> Information given:
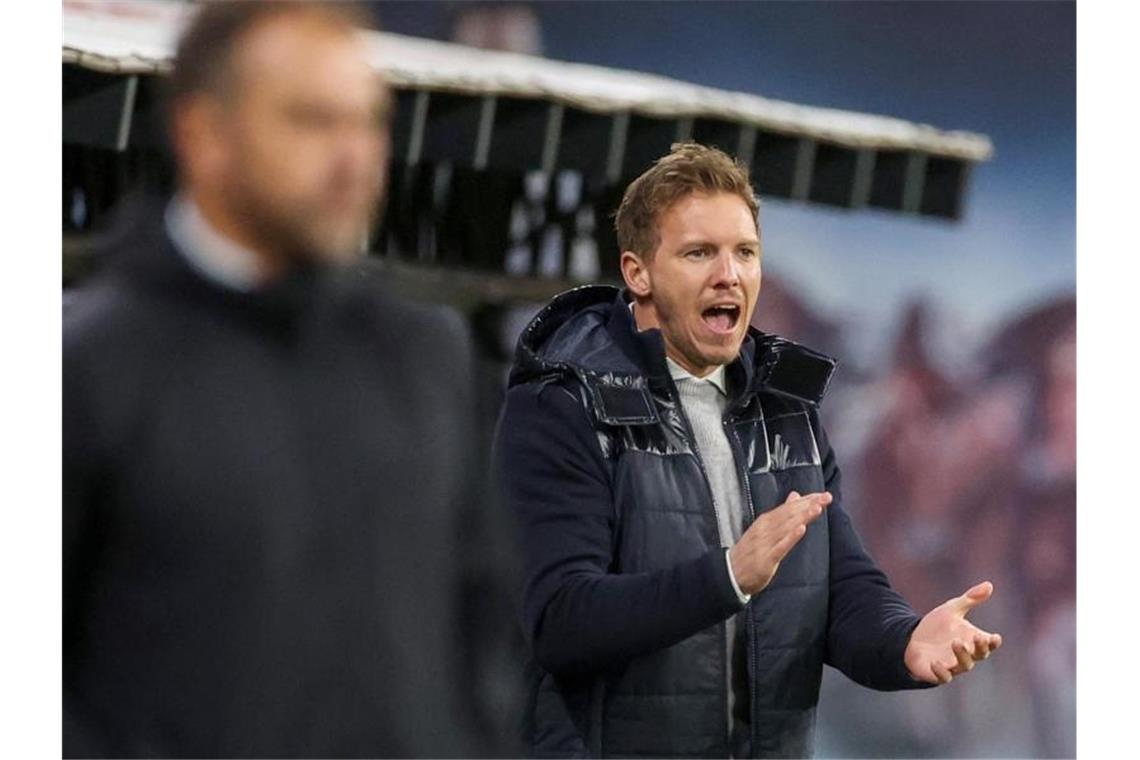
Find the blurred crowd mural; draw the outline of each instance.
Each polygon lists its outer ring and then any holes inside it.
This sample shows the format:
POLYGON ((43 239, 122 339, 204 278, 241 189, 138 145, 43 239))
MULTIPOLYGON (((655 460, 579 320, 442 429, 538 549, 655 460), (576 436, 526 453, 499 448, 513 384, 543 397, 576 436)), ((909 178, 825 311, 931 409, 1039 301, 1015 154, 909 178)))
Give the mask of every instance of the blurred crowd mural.
MULTIPOLYGON (((761 329, 849 355, 845 330, 774 285, 761 295, 761 329)), ((841 363, 823 416, 844 503, 895 587, 926 610, 993 579, 975 616, 1006 646, 993 667, 928 692, 869 692, 829 672, 821 754, 1072 756, 1076 302, 996 325, 967 366, 937 361, 931 320, 916 300, 879 336, 890 345, 881 366, 841 363)))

> Exercise objective: Return, exactly as written, the "This sample shows" line and each line after it through the end of the listing above.

> Response box:
This sample shows the format:
POLYGON ((43 239, 122 339, 204 278, 241 189, 138 145, 43 239))
MULTIPOLYGON (((655 460, 579 320, 442 429, 538 549, 655 460), (576 436, 526 453, 499 448, 513 384, 543 397, 576 436)), ((909 178, 825 311, 931 409, 1039 301, 1015 154, 909 178)))
Give the mask of every instance of the blurred crowd mural.
MULTIPOLYGON (((761 329, 849 355, 845 330, 774 285, 761 295, 761 329)), ((841 363, 823 416, 844 503, 895 587, 926 610, 993 579, 975 616, 1006 646, 993 667, 928 692, 869 692, 829 672, 821 754, 1072 756, 1076 302, 996 325, 967 366, 937 361, 931 320, 916 300, 879 336, 890 345, 881 366, 841 363)))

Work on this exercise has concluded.